--- start Records provided ---
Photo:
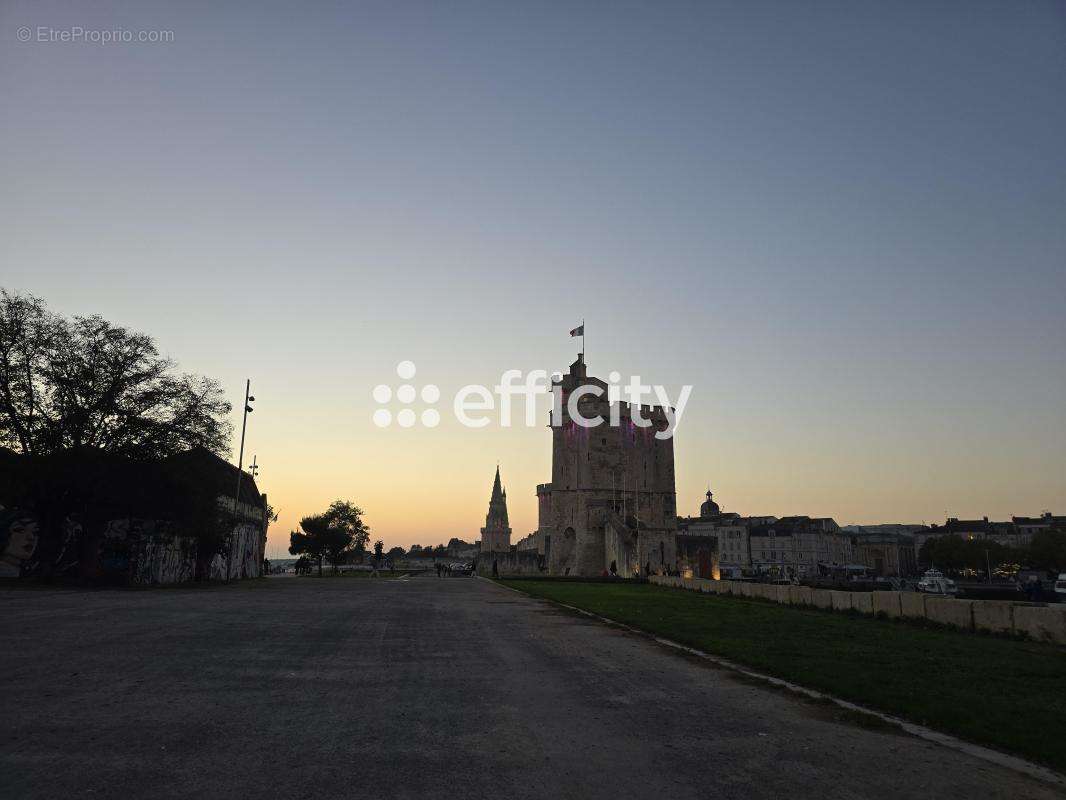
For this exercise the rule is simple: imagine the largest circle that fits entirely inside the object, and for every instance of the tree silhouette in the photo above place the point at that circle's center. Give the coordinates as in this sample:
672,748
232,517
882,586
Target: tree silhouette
332,536
85,383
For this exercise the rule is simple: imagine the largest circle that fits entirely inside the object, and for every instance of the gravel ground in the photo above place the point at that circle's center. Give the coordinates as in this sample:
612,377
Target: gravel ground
332,688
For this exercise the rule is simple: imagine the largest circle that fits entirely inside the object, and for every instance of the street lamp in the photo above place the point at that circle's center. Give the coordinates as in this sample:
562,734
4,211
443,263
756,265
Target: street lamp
248,399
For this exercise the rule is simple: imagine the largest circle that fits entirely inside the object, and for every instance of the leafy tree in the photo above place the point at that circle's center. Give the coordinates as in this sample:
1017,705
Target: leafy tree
80,396
67,384
332,536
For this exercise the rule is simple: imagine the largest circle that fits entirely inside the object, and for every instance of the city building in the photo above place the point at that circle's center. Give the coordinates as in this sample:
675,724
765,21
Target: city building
800,546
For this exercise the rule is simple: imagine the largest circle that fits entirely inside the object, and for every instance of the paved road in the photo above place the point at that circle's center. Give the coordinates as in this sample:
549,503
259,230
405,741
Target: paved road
306,688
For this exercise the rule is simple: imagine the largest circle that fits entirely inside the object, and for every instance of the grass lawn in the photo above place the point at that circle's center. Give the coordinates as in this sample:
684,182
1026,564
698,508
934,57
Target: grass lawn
1002,692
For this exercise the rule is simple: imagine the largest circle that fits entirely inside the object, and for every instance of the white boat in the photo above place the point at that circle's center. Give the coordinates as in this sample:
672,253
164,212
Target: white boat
934,582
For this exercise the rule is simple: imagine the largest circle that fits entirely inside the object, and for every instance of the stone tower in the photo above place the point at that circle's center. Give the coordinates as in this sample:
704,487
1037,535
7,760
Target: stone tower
496,534
611,499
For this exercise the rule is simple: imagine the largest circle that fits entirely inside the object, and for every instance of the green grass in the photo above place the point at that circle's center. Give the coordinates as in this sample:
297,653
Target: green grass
1002,692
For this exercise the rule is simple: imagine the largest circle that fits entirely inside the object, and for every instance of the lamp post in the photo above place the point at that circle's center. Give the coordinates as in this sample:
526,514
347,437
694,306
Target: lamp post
240,465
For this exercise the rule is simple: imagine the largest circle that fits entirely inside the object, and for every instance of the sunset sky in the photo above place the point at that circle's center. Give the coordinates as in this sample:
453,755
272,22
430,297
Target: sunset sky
843,224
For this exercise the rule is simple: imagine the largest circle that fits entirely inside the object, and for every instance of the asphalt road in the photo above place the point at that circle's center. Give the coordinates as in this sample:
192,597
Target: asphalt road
308,688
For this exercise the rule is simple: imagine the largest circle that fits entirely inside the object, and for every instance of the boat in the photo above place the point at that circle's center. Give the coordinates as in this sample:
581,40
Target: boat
934,582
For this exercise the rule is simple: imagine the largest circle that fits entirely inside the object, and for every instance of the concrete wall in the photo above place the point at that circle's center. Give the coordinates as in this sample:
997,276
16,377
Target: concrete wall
136,552
1038,622
887,603
950,611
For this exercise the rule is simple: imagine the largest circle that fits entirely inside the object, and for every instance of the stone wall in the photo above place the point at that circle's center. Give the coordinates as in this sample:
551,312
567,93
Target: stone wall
132,550
1038,622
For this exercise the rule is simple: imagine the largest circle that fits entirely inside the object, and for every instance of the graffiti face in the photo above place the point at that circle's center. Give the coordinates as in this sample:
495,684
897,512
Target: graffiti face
19,543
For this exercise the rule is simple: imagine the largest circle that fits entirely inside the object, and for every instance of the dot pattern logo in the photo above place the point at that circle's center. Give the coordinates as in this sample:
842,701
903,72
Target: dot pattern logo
406,395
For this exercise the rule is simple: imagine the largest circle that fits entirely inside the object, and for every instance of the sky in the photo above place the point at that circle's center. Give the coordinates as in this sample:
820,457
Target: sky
842,224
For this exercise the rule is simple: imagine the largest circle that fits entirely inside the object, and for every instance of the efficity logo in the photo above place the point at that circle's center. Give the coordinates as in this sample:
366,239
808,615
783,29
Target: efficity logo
473,404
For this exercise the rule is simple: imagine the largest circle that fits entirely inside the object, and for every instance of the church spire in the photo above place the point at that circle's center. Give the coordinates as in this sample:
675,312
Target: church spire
497,489
496,534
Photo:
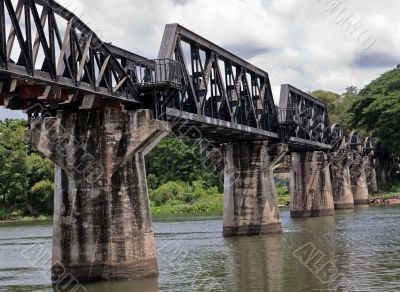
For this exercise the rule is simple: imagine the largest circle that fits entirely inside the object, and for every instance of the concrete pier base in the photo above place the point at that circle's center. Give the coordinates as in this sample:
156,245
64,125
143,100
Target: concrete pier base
310,185
359,183
102,224
250,206
341,181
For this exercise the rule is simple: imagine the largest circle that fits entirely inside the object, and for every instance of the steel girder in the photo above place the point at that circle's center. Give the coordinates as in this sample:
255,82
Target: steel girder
44,45
217,84
304,116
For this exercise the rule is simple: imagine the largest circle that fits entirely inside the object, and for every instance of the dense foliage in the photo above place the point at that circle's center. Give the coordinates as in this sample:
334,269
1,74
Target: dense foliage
376,111
177,176
26,178
180,179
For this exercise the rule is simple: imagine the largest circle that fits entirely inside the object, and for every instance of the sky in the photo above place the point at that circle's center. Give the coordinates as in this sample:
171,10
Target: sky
310,44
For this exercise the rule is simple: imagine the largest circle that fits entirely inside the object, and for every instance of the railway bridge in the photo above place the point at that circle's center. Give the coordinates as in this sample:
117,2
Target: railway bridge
96,110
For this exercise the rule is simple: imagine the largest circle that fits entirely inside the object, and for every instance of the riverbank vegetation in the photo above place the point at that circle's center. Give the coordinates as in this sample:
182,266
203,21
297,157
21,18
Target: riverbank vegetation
180,179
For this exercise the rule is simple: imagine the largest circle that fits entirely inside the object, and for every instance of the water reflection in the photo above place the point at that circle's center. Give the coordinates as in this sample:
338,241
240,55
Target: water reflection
357,250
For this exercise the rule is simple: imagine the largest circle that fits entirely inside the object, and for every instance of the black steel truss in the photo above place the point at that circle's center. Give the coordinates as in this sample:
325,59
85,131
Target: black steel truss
45,44
305,115
217,84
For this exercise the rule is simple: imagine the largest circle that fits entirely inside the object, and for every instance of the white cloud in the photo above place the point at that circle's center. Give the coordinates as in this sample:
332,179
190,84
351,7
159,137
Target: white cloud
296,42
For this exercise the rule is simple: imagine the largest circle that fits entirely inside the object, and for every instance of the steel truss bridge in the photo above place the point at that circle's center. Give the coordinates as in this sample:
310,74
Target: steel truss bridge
48,56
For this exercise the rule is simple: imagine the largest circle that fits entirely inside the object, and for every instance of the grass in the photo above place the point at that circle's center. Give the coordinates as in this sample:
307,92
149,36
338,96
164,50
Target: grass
207,205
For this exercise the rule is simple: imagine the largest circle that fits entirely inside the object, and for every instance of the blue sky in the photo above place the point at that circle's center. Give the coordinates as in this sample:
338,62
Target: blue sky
306,43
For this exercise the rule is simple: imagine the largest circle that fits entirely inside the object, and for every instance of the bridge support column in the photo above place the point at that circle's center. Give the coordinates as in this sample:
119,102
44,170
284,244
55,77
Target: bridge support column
250,206
359,183
341,181
310,185
102,224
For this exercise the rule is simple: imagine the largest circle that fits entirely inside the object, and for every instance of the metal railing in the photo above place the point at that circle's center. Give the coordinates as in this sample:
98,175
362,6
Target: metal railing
160,72
287,116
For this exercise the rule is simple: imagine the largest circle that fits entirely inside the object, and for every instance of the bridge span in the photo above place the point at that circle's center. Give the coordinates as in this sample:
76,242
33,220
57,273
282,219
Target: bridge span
96,110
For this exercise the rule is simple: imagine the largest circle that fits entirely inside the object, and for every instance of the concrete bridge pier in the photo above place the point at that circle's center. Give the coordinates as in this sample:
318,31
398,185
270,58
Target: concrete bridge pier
310,185
102,224
250,205
359,184
341,180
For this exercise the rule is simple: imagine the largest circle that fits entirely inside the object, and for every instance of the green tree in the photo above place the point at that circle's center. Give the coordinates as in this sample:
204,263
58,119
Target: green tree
376,110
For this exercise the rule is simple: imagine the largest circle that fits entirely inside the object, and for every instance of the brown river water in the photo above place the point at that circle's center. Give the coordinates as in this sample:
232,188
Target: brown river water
357,250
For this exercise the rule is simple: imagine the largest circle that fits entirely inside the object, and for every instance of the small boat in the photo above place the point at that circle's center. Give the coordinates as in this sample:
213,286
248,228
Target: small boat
392,201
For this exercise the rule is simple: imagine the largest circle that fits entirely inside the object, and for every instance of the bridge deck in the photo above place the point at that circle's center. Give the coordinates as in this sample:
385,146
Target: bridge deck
191,125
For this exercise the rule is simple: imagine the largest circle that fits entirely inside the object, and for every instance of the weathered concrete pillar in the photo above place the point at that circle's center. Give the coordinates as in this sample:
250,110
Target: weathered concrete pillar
102,224
310,185
370,174
341,180
250,205
359,183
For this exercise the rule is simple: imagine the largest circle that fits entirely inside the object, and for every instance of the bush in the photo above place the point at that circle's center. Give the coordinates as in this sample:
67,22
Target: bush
180,197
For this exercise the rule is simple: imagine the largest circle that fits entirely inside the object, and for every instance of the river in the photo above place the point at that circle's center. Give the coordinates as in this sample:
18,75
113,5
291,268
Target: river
357,250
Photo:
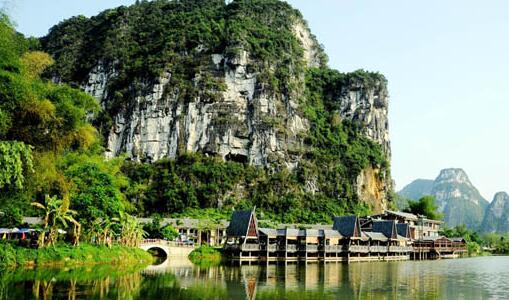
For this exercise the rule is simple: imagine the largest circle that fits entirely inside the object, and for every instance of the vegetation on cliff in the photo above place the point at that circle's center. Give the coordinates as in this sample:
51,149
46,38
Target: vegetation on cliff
53,149
50,159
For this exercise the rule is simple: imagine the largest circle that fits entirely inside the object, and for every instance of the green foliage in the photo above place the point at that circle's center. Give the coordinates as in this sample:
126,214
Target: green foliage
169,232
473,239
426,207
499,243
15,161
11,216
97,187
63,254
205,256
155,230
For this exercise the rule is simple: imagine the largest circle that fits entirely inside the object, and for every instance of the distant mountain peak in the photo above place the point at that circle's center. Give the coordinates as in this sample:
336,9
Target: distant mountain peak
501,196
453,175
496,218
456,197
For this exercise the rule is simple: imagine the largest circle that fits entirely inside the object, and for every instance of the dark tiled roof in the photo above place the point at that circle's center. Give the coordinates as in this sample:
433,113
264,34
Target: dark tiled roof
268,231
457,239
388,228
404,215
348,226
239,223
376,236
295,232
403,230
329,233
314,232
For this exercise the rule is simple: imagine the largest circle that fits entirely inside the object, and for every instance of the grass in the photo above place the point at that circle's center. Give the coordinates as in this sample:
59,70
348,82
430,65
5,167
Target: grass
206,256
62,254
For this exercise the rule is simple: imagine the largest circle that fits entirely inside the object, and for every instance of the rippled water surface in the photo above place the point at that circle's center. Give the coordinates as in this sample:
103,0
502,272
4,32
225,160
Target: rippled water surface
470,278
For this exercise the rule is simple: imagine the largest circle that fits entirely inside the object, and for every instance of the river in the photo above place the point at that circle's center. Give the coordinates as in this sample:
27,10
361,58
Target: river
468,278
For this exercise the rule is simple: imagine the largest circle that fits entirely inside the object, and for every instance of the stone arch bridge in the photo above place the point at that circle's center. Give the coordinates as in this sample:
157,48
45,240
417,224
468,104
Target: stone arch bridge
171,249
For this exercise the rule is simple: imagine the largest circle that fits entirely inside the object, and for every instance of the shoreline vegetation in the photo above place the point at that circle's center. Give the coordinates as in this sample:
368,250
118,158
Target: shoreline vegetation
13,256
206,256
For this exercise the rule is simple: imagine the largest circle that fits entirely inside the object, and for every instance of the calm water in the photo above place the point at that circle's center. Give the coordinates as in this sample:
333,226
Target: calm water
471,278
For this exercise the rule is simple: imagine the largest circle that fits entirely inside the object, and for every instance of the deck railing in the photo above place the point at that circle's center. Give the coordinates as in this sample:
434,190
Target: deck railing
291,248
250,247
378,249
272,248
311,247
334,248
400,249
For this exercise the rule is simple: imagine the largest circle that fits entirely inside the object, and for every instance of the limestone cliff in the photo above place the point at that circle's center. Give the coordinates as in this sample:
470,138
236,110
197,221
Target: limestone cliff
236,87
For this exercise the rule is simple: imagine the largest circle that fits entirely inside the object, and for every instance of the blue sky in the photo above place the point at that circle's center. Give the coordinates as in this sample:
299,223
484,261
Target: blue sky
447,63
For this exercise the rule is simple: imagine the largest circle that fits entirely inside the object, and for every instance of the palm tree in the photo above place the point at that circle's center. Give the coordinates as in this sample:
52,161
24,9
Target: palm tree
131,232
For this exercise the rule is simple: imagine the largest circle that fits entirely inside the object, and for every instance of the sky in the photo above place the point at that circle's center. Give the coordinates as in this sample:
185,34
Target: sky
447,63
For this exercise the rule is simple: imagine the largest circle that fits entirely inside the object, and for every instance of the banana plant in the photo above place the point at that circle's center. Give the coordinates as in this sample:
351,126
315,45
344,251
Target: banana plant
55,214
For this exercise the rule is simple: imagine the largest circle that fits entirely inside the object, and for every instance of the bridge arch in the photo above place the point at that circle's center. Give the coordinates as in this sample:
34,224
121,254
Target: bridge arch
159,248
171,249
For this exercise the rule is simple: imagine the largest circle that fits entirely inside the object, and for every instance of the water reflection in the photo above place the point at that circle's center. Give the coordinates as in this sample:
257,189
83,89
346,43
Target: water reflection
480,278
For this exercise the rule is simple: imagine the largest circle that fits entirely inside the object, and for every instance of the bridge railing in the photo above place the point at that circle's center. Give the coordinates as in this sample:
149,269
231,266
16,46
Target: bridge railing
166,243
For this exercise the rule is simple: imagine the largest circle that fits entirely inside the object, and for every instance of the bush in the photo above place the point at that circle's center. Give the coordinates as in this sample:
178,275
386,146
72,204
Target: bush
64,254
205,256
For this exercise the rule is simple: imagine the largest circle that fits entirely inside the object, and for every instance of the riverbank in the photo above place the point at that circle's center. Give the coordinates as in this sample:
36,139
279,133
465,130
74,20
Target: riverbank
206,256
67,255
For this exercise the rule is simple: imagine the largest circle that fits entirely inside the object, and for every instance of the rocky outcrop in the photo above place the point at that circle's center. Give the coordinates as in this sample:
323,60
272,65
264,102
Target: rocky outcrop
241,126
496,218
234,85
372,189
368,104
247,124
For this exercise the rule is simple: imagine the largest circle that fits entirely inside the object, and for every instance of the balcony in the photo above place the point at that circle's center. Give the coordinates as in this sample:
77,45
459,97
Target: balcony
400,249
358,249
272,248
250,247
311,248
378,249
334,248
291,248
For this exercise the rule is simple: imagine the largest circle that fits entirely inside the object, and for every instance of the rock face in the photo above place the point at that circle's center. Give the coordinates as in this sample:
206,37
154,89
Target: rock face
223,94
455,196
157,125
370,107
241,126
417,188
496,218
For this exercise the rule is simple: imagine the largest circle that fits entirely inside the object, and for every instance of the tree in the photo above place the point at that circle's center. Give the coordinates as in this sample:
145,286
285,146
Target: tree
55,214
426,207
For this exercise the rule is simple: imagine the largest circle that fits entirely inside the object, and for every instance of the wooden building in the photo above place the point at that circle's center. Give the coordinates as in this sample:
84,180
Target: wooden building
344,242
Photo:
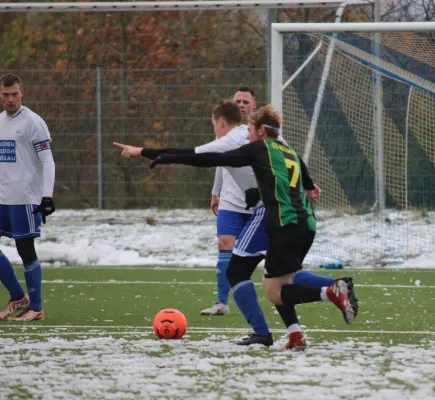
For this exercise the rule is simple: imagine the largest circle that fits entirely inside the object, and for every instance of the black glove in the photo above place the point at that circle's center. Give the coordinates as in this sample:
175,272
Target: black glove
149,153
157,160
252,197
45,208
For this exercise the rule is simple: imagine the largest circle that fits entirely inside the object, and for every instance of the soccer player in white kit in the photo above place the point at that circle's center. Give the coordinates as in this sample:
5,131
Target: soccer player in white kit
26,196
228,199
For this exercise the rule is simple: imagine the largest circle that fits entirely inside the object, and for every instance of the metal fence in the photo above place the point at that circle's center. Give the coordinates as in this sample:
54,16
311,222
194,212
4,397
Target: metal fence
156,108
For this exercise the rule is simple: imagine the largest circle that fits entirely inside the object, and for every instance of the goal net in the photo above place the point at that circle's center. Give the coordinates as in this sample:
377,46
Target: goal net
360,108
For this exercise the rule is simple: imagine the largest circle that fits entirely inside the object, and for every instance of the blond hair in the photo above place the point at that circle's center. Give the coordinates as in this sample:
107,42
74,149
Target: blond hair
268,118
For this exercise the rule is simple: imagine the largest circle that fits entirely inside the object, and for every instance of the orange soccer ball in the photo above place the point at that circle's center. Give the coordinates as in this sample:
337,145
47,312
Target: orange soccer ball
170,323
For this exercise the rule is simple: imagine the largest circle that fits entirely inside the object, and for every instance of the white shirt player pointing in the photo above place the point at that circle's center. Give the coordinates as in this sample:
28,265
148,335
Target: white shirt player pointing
26,169
227,183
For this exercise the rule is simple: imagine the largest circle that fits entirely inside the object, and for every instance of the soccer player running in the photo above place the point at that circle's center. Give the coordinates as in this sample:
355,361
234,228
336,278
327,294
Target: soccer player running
27,173
277,169
250,248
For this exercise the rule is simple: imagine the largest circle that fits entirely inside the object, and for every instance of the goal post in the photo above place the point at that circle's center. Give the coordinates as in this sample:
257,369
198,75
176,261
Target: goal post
358,102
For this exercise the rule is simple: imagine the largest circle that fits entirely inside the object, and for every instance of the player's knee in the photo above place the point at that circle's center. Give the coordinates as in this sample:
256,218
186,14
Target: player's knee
26,249
272,287
240,269
226,242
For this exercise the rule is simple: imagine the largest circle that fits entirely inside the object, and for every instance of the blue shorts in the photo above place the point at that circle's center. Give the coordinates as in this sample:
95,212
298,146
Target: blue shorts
18,222
253,240
230,223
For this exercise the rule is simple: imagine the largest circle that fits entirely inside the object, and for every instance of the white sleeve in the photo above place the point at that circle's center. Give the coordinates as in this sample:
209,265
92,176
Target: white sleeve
218,181
48,172
244,177
40,137
282,140
39,130
221,145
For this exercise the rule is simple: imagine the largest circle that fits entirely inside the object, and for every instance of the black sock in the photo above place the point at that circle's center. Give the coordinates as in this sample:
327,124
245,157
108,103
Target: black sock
288,314
298,294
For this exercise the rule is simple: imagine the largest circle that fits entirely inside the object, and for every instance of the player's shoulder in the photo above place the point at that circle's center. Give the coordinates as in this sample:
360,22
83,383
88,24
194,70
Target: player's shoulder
31,115
238,134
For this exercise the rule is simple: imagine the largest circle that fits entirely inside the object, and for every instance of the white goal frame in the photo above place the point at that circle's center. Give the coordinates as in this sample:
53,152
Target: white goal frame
278,85
172,5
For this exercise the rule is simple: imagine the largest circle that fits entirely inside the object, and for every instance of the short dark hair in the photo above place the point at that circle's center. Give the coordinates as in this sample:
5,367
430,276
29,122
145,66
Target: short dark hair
245,89
8,80
229,110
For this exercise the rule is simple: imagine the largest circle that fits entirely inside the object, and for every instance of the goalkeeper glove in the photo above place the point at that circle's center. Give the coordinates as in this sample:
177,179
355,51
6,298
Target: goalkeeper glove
252,197
45,208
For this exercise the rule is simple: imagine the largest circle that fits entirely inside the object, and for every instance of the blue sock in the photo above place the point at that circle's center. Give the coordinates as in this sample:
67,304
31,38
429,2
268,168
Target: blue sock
246,299
312,279
33,275
221,275
9,279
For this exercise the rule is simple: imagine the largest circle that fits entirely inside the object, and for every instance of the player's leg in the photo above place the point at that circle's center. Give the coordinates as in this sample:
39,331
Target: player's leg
25,227
239,275
249,250
304,277
18,299
283,259
229,224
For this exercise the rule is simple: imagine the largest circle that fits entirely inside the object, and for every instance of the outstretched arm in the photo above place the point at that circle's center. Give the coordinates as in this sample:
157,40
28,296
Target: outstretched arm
133,151
235,158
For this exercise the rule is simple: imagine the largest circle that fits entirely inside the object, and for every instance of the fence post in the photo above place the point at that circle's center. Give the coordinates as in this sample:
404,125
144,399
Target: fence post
100,154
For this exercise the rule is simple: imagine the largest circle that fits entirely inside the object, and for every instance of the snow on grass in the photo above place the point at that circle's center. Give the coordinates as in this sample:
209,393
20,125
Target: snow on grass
187,237
139,366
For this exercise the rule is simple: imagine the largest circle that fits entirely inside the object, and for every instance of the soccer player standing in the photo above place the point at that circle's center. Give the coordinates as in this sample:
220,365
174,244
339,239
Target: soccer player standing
228,204
27,173
228,198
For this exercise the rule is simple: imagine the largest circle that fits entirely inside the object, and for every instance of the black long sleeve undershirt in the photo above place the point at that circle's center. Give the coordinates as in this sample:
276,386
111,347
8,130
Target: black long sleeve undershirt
154,153
232,158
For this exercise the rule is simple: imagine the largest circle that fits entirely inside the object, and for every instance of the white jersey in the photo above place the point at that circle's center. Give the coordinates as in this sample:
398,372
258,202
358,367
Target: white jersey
232,196
22,137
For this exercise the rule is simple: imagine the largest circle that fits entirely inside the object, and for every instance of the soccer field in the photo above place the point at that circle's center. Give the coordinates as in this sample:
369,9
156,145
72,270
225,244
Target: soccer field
97,341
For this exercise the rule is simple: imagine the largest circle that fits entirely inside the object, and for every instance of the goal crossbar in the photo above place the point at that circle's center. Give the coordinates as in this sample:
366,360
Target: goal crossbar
354,27
171,5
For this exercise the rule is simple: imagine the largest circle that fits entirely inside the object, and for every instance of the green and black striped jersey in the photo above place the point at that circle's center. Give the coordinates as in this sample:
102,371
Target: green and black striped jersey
277,169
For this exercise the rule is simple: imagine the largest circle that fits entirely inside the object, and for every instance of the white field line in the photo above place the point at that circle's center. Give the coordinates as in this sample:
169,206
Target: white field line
114,282
213,268
92,329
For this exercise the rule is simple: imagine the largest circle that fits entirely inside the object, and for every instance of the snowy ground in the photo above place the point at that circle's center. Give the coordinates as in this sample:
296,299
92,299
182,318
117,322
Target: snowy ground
187,237
82,365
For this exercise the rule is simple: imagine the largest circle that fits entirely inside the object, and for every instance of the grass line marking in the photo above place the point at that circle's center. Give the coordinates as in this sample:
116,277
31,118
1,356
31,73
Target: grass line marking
117,282
131,328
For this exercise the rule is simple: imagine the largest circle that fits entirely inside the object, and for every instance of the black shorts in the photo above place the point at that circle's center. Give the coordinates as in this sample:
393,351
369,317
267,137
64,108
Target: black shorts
284,250
308,241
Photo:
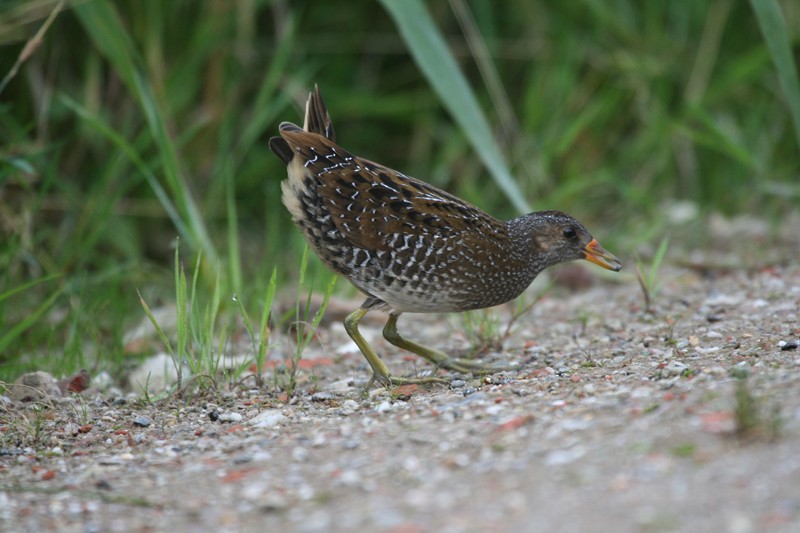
--- end Records provided ---
● **Instructions for the task**
List each line of the records above that contains the string "small", copying the lines in full. Treat uppercase and lowercase as different.

● **Answer**
For this exercise the rule is simple: imagine the largest circle that fits entirely inside the object, and for every instance of the small boat in the photo above place the point at that circle's center. Give the coordinates as in this sample:
Target: small boat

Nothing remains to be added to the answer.